### Material provided
=======
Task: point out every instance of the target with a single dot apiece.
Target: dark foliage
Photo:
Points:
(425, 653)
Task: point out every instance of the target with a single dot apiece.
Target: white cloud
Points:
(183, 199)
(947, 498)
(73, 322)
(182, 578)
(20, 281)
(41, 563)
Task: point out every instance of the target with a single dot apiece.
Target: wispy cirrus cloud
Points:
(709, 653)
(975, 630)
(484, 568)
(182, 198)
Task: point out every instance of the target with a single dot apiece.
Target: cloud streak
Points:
=======
State, as a bare number, how many lines of the material include the string "cloud".

3